PASSAGE TO READ —
%%
I'm using it to build things.
Here's an example from the other day. I've always been curious about writing custom Python C extensions but I've never been brave enough to really try and do it.
I decided it would be interesting to dig into that by having Codex build a C extension for Python that exposed simple SQLite queries with a timeout.
It wrote me this: https://github.com/simonw/research/blob/main/sqlite-time-lim... - here's the shared transcript: https://chatgpt.com/s/cd_6958a2f131a081918ed810832f7437a2
I read the code it produced and ran it on my computer to see it work.
What did I learn?
- Codex can write, compile and test C extensions for Python now
- The sqlite3_progress_handler mechanism I've been hooking into for SQLite time limits in my Python code works in C too, and appears to be the recommended way to solve this
- How to use PyTuple_New(size) in C and then populate that tuple
- What the SQLite C API for running a query and then iterating though the results looks like, including the various SQLITE_INTEGER style constants for column types
- The "goto cleanup;" pattern for cleaning up on errors, including releasing resources and calling DECREF for the Python reference counter
- That a simple Python extension can be done with ~150 lines of readable and surprisingly non-threatening C
- How to use a setup.py and pyproject.toml function together to configure a Python package that compiles an extension
Would I have learned more if I had spent realistically a couple of days figuring out enough C and CPython and SQLite and setup.py trivia to do this without LLM help? Yes. But I don't have two days to spend on this flight of curiosity, so actually I would have learned nothing.
The LLM project took me ~1 minutes to prompt and then 15 minutes to consume the lessons at the end. And I can do dozens of this kind of thing a day, in between my other work!
%%
DATASET ENTRIES —
%%
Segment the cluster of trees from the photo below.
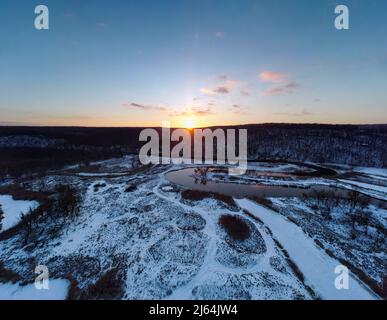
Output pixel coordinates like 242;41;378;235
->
310;190;385;240
0;204;4;231
19;186;82;246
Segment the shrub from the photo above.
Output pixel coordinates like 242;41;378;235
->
0;204;4;231
57;186;81;216
219;215;251;241
81;268;123;300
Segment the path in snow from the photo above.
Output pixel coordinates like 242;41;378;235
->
%%
TO DO —
• 1. In the post about the C extension, how long did it take to consume the lessons at the end?
• 2. Print everything in the post about the C extension from "Here's an example" down to "try and do it.".
The entries are separate material with no connection to the post about the C extension.

ANSWERS FOR THE TASKS —
• 1. 15 minutes.

• 2.
Here's an example from the other day. I've always been curious about writing custom Python C extensions but I've never been brave enough to really try and do it.